Anche a Gabés come a Taranto,
nocivo é il capitale non la fabbrica!
Gabés é una città costiera meridionale tunisina che
sorge sull’omonimo golfo. La città ha una particolarità unica al mondo: si é
sviluppata all’interno di una grande oasi che si affaccia sul mare, tutte le
altre oasi esistenti al mondo sorgono infatti nel bel mezzo del deserto. Prima
dell’apertura del GCT le principali attività economiche erano legate al settore
primario che sono svolte in forma tradizionale. In particolare la pesca e
l’agricoltura (famosa la produzione del melograno e dei datteri da palma) le
spezie di Gabés sono tra le più rinomate del paese e infine vi é una discreta
attività artigianale che produce oggetti di vimini e derivati dalla foglia di
palma come copricapi, ventagli e sporte.
A partire dalla fine degli anni ’60- inizio anni ’70
nascono alcuni impianti industriali nel paese come conseguenza in parte postuma
della linea politica dell’allora primo ministro con portafoglio ad interim
della Sanità Pubblica e degli Affari Sociali, Ahmed Ben Salah che
persegue la strategia della creazione di poli economici decentrati rispetto al
centro economico del paese che é stato storicamente la fascia litoranea del
paese compresa tra Bizerte e Sfax. La città quindi si trasforma nel principale
polo industriale dell’area e si ingrandisce notevolmente raggiungendo gli
attuali 120 mila abitanti.
Il GCT a Gabés impiega circa 4.800 lavoratori e
attualmente rappresenta una buona fetta del Pil tunisino, possiede un
proprio porto separato dal porto della città in cui vi é un intenso traffico di
navi provenienti da tutto il Mediterraneo. Il modo con cui produce l’impianto,
circa quantità e qualità, in un quadro di regime di produzione capitalista che
punta quindi al raggiungimento del massimo profitto da parte del padrone (stato
tunisino) ha fatto si che l’attività della fabbrica abbia avuto un impatto
fortemente negativo sull’ambiente e su alcune attività economiche
pre-esistenti, abbia prodotto cioé delle esternalità negative come direbbero
alcuni economisti. Cio’ é “normale” in qualsiasi processo di
industrializzazione in regime capitalistico, la quantità é direttamente legata
a quella richiesta dal mercato e non a quella legata ai bisogni reali, il
mercato spesso chiede irrazionalmente una quantità superiore a quella
necessaria quindi il capitalista per raggiungere il proprio saggio di profitto
spinge la produzione in accordo con questo obiettivo incurante di tutto il
resto. Lo stesso vale per la qualità della produzione, il capitalista non si
interessa dell’inquinamento prodotto dall’impianto che poi si traduce in
disastri ambientali e problemi di salute per gli abitanti dell’area circostante
in primis. Ultimamente il “caso Gabés” é stato paragonato al “caso Taranto” in
Italia.
In particolare alcuni settori ambientalisti italiani
fanno un parallelismo nella seguente maniera:
– Entrambe le città si trovano sul mare e prima del
periodo industriale il settore della pesca e dell’agricoltura, entrambi
tradizionali, erano molto sviluppati.

Record per l'etichettatura dei luoghi:

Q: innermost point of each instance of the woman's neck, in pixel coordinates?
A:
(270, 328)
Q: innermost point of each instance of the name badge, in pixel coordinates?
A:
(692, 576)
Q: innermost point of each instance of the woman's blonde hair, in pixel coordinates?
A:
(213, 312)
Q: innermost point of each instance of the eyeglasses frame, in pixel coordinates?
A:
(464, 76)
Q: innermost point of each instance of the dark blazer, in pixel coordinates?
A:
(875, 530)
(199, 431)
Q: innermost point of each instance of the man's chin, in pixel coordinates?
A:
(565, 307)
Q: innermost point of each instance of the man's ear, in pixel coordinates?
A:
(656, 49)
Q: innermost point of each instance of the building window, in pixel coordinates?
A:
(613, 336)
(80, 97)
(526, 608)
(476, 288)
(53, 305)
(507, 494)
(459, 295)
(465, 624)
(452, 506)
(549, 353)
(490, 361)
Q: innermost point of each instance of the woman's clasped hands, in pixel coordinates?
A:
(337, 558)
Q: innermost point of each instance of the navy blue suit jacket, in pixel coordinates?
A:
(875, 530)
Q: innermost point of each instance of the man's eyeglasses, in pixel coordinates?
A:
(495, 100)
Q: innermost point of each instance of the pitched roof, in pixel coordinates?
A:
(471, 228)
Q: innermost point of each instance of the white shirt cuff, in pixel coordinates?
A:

§ **Da fare**
Trascrivi fedelmente dall'estratto su Gabés il passo da "A partire dalla" a "120 mila abitanti.".

§ **Risposta corretta**
A partire dalla fine degli anni ’60- inizio anni ’70
nascono alcuni impianti industriali nel paese come conseguenza in parte postuma
della linea politica dell’allora primo ministro con portafoglio ad interim
della Sanità Pubblica e degli Affari Sociali, Ahmed Ben Salah che
persegue la strategia della creazione di poli economici decentrati rispetto al
centro economico del paese che é stato storicamente la fascia litoranea del
paese compresa tra Bizerte e Sfax. La città quindi si trasforma nel principale
polo industriale dell’area e si ingrandisce notevolmente raggiungendo gli
attuali 120 mila abitanti.